Within the data below, how many lines contain "tree"? Reply with the number only.

§ **Provided entries**:
━━━

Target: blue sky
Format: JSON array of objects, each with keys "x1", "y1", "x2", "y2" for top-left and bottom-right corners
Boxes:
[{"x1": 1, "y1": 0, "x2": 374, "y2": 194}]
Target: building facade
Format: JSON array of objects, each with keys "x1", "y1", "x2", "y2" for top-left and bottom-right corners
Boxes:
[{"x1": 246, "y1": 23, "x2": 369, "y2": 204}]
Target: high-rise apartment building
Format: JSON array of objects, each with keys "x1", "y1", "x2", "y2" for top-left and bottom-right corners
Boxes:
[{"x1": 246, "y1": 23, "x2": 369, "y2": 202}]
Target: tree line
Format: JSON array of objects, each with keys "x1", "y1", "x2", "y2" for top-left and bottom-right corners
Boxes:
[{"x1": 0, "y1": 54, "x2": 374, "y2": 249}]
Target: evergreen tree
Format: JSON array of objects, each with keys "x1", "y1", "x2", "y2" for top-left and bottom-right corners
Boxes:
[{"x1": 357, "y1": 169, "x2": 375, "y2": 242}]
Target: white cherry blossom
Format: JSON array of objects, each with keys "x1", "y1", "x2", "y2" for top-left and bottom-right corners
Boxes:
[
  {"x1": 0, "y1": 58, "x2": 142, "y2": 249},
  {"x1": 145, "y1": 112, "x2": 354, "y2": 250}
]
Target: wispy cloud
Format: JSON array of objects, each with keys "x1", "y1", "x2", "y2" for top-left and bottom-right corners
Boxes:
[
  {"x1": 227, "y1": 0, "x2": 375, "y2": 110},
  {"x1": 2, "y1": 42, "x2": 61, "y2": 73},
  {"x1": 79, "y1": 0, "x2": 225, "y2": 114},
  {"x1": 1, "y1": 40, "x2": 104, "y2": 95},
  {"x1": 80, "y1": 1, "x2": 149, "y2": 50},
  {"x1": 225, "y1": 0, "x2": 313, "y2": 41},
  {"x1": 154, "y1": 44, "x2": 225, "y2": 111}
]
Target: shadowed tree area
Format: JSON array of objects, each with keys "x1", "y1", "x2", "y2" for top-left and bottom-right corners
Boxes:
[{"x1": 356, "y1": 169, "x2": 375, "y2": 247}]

━━━

§ **Exercise solution**:
3